What to produce - Reproduce the passage of the review below word for word, between "Of course, whatever" and "Shakespeare’s The Tempest.", inclusive.

Article -
START

INTO THE LIGHT

David Vernier

Artistic Quality:

Sound Quality:

After acknowledging the esteemed presence of The Sixteen and guitarist Kaori Muraji on this new Decca CD (an unusual place to find this choir after years on its own label), you look at the program and can’t help wondering, “Just what on earth is this recording for?” Is it a showcase for guitarist Muraji? A way to highlight arrangements by current choral music fave Bob Chilcott? Or is it a Spanish album? But then why the presence of Borodin, Tallis, and (horrors!) Pachelbel? And what does the title “Into the Light” have to do with anything? It’s not just a choral disc, because there are a number of solo guitar tracks (including Tárrega’s famed Recuerdos de la Alhambra); it’s not just about the guitar because we hear Tallis’ “Canon” and a choral arrangement of music from Borodin’s Polovtsian Dances. There are absolutely no liner notes and (unforgivably) no translations of the Spanish songs, so I guess we’re just left to listen and wonder.

Of course, whatever confusion we may experience regarding the point of the programming, we’re not at all disappointed in the singing or the playing–and the many Chilcott arrangements are alternately engaging, inspired, and ingenious. While he gives a few fresh twists and turns to the oft-sung Tallis canon, his “Con amores, la mi madre” (a song by 16th-century composer Juan de Anchieta) is positively gorgeous (with a lovely solo by soprano Grace Davidson), and the concluding Polovtsian Dance (“Stranger in Paradise”, to Kismet fans), with obbligato guitar, captures the original music’s exoticism while cleverly setting it to a text from Shakespeare’s The Tempest.

END

Recorded information -
START

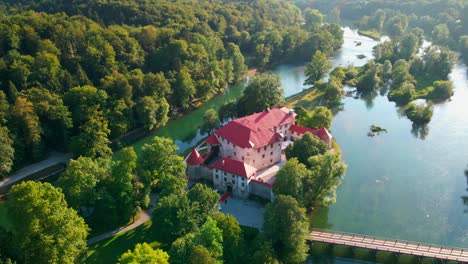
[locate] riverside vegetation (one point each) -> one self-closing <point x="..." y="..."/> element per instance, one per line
<point x="75" y="76"/>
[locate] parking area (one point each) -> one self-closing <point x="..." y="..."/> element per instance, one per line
<point x="247" y="212"/>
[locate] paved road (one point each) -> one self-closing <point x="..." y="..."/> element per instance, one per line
<point x="54" y="158"/>
<point x="143" y="217"/>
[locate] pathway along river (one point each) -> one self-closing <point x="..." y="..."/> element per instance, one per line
<point x="398" y="185"/>
<point x="402" y="184"/>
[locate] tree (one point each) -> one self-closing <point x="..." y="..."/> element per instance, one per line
<point x="309" y="145"/>
<point x="173" y="217"/>
<point x="93" y="139"/>
<point x="442" y="90"/>
<point x="264" y="90"/>
<point x="79" y="181"/>
<point x="201" y="255"/>
<point x="54" y="116"/>
<point x="210" y="237"/>
<point x="27" y="131"/>
<point x="320" y="117"/>
<point x="419" y="114"/>
<point x="288" y="234"/>
<point x="313" y="18"/>
<point x="184" y="89"/>
<point x="210" y="121"/>
<point x="45" y="229"/>
<point x="122" y="185"/>
<point x="144" y="254"/>
<point x="7" y="152"/>
<point x="204" y="201"/>
<point x="4" y="107"/>
<point x="289" y="179"/>
<point x="159" y="157"/>
<point x="232" y="237"/>
<point x="152" y="114"/>
<point x="327" y="172"/>
<point x="317" y="68"/>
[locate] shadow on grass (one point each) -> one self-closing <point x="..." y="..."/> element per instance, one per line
<point x="109" y="250"/>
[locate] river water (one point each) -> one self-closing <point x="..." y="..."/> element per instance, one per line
<point x="406" y="184"/>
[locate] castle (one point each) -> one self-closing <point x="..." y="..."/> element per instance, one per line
<point x="243" y="156"/>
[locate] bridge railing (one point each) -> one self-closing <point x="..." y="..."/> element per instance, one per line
<point x="389" y="239"/>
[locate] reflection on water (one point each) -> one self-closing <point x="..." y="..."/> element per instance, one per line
<point x="404" y="184"/>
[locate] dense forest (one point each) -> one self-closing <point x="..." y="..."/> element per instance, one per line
<point x="75" y="75"/>
<point x="444" y="22"/>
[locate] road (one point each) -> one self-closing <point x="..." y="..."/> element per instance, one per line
<point x="143" y="217"/>
<point x="54" y="158"/>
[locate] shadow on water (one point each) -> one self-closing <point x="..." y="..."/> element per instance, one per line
<point x="420" y="131"/>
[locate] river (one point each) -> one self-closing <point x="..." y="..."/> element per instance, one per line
<point x="406" y="184"/>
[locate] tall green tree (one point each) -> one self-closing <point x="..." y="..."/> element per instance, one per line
<point x="210" y="121"/>
<point x="288" y="234"/>
<point x="232" y="238"/>
<point x="317" y="68"/>
<point x="289" y="179"/>
<point x="27" y="131"/>
<point x="79" y="182"/>
<point x="45" y="229"/>
<point x="184" y="89"/>
<point x="144" y="254"/>
<point x="327" y="172"/>
<point x="320" y="117"/>
<point x="264" y="90"/>
<point x="93" y="139"/>
<point x="7" y="152"/>
<point x="309" y="145"/>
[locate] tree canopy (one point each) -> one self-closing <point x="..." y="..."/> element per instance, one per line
<point x="44" y="228"/>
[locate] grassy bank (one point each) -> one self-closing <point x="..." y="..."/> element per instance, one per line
<point x="4" y="222"/>
<point x="308" y="99"/>
<point x="370" y="34"/>
<point x="109" y="250"/>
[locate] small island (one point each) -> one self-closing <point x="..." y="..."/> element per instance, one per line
<point x="375" y="131"/>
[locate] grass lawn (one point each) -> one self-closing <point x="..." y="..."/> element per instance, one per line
<point x="3" y="219"/>
<point x="186" y="127"/>
<point x="109" y="250"/>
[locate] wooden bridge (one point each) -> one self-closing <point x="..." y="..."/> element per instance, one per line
<point x="389" y="245"/>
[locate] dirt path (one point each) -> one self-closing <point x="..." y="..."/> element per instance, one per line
<point x="142" y="217"/>
<point x="54" y="158"/>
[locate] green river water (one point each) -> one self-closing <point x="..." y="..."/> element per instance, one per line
<point x="406" y="184"/>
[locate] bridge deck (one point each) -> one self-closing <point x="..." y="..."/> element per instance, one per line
<point x="388" y="245"/>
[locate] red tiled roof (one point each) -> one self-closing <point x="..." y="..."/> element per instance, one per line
<point x="194" y="158"/>
<point x="235" y="167"/>
<point x="212" y="140"/>
<point x="269" y="185"/>
<point x="321" y="133"/>
<point x="256" y="130"/>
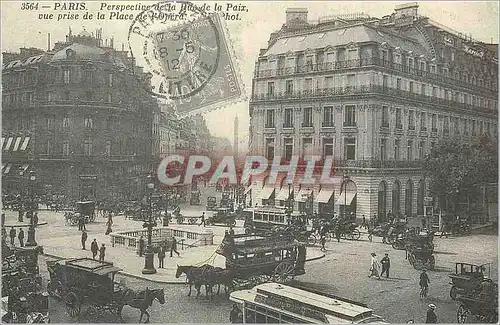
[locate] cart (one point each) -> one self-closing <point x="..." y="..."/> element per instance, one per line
<point x="420" y="250"/>
<point x="483" y="309"/>
<point x="253" y="259"/>
<point x="211" y="203"/>
<point x="195" y="198"/>
<point x="222" y="216"/>
<point x="467" y="278"/>
<point x="85" y="281"/>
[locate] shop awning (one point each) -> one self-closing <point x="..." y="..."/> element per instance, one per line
<point x="266" y="192"/>
<point x="7" y="145"/>
<point x="303" y="195"/>
<point x="283" y="194"/>
<point x="324" y="195"/>
<point x="25" y="143"/>
<point x="7" y="169"/>
<point x="345" y="198"/>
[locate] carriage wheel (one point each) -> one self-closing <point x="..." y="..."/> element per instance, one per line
<point x="72" y="304"/>
<point x="311" y="240"/>
<point x="284" y="272"/>
<point x="432" y="262"/>
<point x="93" y="314"/>
<point x="462" y="314"/>
<point x="355" y="234"/>
<point x="453" y="292"/>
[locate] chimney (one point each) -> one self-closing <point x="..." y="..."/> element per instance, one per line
<point x="296" y="17"/>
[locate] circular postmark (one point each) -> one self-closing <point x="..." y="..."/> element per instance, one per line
<point x="180" y="45"/>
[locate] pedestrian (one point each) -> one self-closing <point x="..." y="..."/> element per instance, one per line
<point x="202" y="219"/>
<point x="21" y="237"/>
<point x="236" y="315"/>
<point x="84" y="238"/>
<point x="12" y="235"/>
<point x="386" y="265"/>
<point x="374" y="267"/>
<point x="141" y="246"/>
<point x="161" y="256"/>
<point x="94" y="248"/>
<point x="102" y="253"/>
<point x="322" y="241"/>
<point x="431" y="315"/>
<point x="173" y="247"/>
<point x="337" y="231"/>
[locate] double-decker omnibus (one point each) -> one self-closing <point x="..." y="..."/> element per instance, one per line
<point x="278" y="303"/>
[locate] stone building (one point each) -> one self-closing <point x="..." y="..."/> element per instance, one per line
<point x="377" y="94"/>
<point x="79" y="116"/>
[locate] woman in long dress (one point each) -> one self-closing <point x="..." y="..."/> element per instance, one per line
<point x="374" y="267"/>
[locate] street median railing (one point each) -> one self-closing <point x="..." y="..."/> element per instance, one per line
<point x="160" y="235"/>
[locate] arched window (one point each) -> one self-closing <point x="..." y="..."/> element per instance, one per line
<point x="420" y="197"/>
<point x="409" y="198"/>
<point x="382" y="201"/>
<point x="396" y="196"/>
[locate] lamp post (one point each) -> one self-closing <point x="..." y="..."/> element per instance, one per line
<point x="31" y="231"/>
<point x="21" y="198"/>
<point x="345" y="178"/>
<point x="149" y="224"/>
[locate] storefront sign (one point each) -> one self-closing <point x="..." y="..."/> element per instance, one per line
<point x="448" y="40"/>
<point x="403" y="21"/>
<point x="473" y="51"/>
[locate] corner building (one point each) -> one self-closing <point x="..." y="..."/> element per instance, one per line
<point x="377" y="94"/>
<point x="79" y="116"/>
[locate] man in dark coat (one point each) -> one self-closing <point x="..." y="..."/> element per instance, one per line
<point x="173" y="247"/>
<point x="102" y="253"/>
<point x="21" y="237"/>
<point x="431" y="315"/>
<point x="161" y="257"/>
<point x="12" y="234"/>
<point x="94" y="248"/>
<point x="386" y="265"/>
<point x="84" y="238"/>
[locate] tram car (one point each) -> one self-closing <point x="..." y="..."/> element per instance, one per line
<point x="263" y="220"/>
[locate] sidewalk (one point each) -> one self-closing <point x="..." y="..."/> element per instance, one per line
<point x="63" y="241"/>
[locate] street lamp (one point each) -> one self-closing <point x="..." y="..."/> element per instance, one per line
<point x="21" y="190"/>
<point x="149" y="224"/>
<point x="31" y="231"/>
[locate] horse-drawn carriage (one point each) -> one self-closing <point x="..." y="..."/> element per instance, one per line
<point x="211" y="203"/>
<point x="420" y="249"/>
<point x="87" y="281"/>
<point x="84" y="209"/>
<point x="222" y="216"/>
<point x="467" y="278"/>
<point x="255" y="259"/>
<point x="25" y="301"/>
<point x="195" y="198"/>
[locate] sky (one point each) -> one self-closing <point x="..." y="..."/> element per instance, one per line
<point x="21" y="28"/>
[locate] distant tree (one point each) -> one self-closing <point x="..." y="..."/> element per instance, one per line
<point x="458" y="170"/>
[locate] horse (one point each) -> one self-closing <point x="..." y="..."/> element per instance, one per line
<point x="192" y="274"/>
<point x="142" y="300"/>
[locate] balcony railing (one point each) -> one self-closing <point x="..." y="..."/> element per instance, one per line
<point x="374" y="61"/>
<point x="363" y="89"/>
<point x="378" y="163"/>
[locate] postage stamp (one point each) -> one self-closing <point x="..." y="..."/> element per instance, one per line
<point x="188" y="53"/>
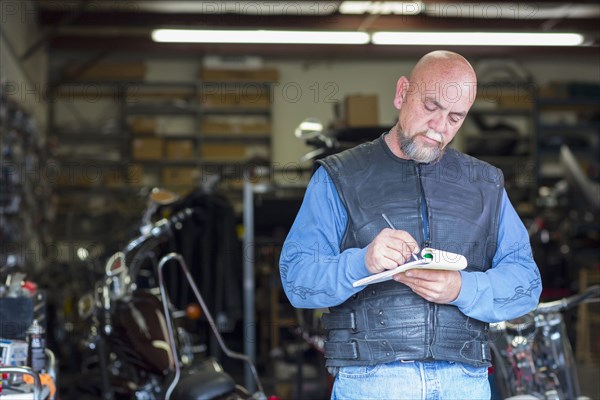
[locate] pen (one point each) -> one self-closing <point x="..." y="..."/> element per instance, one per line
<point x="414" y="256"/>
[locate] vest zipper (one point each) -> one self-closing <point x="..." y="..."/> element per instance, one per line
<point x="427" y="241"/>
<point x="424" y="211"/>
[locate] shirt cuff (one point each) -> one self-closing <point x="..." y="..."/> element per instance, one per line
<point x="355" y="264"/>
<point x="468" y="291"/>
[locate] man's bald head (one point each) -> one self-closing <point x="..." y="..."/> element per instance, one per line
<point x="445" y="65"/>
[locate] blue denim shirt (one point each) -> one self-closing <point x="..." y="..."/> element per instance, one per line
<point x="315" y="274"/>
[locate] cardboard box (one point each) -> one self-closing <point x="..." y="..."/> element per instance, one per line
<point x="147" y="148"/>
<point x="236" y="99"/>
<point x="242" y="126"/>
<point x="135" y="173"/>
<point x="143" y="125"/>
<point x="258" y="75"/>
<point x="358" y="111"/>
<point x="223" y="152"/>
<point x="180" y="176"/>
<point x="180" y="149"/>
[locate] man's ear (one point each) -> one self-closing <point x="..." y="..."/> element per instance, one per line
<point x="401" y="91"/>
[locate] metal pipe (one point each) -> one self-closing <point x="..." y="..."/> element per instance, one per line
<point x="248" y="280"/>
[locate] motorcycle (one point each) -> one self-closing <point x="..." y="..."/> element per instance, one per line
<point x="533" y="358"/>
<point x="137" y="345"/>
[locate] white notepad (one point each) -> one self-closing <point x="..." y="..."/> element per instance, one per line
<point x="430" y="259"/>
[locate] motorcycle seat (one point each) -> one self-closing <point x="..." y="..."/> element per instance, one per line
<point x="203" y="384"/>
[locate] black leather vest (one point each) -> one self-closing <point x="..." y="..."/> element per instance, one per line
<point x="451" y="205"/>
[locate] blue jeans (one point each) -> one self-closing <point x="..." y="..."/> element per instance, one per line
<point x="412" y="380"/>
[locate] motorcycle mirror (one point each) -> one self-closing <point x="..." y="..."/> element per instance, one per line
<point x="163" y="197"/>
<point x="309" y="128"/>
<point x="115" y="264"/>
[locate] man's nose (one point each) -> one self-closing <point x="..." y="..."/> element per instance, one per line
<point x="438" y="122"/>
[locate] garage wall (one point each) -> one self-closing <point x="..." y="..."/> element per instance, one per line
<point x="308" y="89"/>
<point x="311" y="88"/>
<point x="26" y="78"/>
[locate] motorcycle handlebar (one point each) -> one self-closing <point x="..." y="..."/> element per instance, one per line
<point x="568" y="302"/>
<point x="159" y="229"/>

END

Worked solution -
Of course, whatever confusion we may experience regarding the point of the programming, we’re not at all disappointed in the singing or the playing–and the many Chilcott arrangements are alternately engaging, inspired, and ingenious. While he gives a few fresh twists and turns to the oft-sung Tallis canon, his “Con amores, la mi madre” (a song by 16th-century composer Juan de Anchieta) is positively gorgeous (with a lovely solo by soprano Grace Davidson), and the concluding Polovtsian Dance (“Stranger in Paradise”, to Kismet fans), with obbligato guitar, captures the original music’s exoticism while cleverly setting it to a text from Shakespeare’s The Tempest.